Set problem – Extract the lines running from the one containing "green bottle -> box" through the end of the records, both included, and reproduce them without any change.

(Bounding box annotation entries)
◇ ◇ ◇ ◇ ◇ ◇ ◇
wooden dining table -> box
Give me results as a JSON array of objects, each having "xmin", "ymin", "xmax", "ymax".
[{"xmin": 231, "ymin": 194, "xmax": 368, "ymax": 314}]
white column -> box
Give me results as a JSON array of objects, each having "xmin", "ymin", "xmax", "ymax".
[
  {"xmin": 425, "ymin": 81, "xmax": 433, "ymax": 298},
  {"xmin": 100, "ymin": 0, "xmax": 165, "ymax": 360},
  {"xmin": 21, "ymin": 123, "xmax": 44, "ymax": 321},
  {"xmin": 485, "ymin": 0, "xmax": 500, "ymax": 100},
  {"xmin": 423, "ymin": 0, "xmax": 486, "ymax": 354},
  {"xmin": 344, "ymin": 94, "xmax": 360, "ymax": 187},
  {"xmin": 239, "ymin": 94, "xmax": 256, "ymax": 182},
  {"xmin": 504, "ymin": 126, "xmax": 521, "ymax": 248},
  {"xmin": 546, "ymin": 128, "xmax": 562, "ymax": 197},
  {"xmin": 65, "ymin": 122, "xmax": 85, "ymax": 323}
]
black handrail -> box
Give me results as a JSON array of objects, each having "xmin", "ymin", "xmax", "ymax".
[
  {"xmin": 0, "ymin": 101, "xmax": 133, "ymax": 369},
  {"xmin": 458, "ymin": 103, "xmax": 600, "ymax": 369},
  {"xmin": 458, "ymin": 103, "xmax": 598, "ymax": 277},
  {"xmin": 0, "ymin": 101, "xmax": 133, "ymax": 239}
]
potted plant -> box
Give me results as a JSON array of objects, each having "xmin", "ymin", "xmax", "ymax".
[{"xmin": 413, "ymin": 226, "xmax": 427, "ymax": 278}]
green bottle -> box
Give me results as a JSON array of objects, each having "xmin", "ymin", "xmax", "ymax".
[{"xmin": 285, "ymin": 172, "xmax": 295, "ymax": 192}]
◇ ◇ ◇ ◇ ◇ ◇ ◇
Answer in full –
green bottle -> box
Give me results as a JSON array of objects, each having "xmin", "ymin", "xmax", "ymax".
[{"xmin": 285, "ymin": 172, "xmax": 295, "ymax": 192}]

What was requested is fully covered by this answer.